### [Exercise]
Your task is to copy each line of the material that includes "hair".
** Extracted information follows **
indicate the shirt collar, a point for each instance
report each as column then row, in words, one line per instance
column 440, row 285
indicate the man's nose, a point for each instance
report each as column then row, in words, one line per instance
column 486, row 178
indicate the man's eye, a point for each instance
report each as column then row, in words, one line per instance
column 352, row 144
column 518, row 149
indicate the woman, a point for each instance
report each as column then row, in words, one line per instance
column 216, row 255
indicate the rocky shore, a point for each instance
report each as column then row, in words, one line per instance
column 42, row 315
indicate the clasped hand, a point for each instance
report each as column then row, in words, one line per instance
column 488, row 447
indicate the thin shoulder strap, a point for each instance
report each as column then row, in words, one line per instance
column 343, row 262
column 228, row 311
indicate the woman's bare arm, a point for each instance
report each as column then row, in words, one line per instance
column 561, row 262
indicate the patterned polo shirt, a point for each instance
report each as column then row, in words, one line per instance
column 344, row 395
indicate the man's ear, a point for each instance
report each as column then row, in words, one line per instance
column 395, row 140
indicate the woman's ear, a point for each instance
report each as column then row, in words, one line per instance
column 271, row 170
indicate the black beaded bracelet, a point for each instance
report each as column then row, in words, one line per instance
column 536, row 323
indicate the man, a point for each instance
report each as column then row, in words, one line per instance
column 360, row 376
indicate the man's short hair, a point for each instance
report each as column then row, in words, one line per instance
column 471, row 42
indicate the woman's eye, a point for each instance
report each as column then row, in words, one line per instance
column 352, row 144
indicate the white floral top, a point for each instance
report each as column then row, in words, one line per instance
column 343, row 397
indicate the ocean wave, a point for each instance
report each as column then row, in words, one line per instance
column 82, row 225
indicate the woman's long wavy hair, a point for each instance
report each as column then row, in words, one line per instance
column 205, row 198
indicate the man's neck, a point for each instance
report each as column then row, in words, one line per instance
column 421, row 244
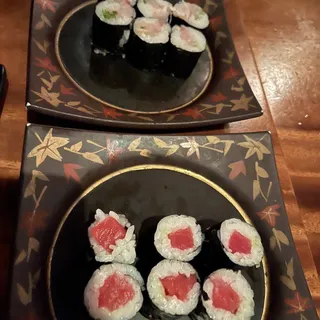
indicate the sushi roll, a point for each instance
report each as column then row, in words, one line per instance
column 173, row 287
column 112, row 238
column 241, row 242
column 178, row 237
column 227, row 295
column 187, row 45
column 157, row 9
column 148, row 43
column 111, row 26
column 191, row 14
column 114, row 292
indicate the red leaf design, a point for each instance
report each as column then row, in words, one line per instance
column 231, row 73
column 112, row 113
column 195, row 113
column 218, row 97
column 47, row 4
column 297, row 304
column 270, row 214
column 70, row 171
column 66, row 91
column 33, row 222
column 237, row 168
column 45, row 64
column 215, row 22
** End of Extracted information **
### [Task answer]
indicate the man's short hair, a point for each instance
indicate the woman's long wavy hair, a point for each instance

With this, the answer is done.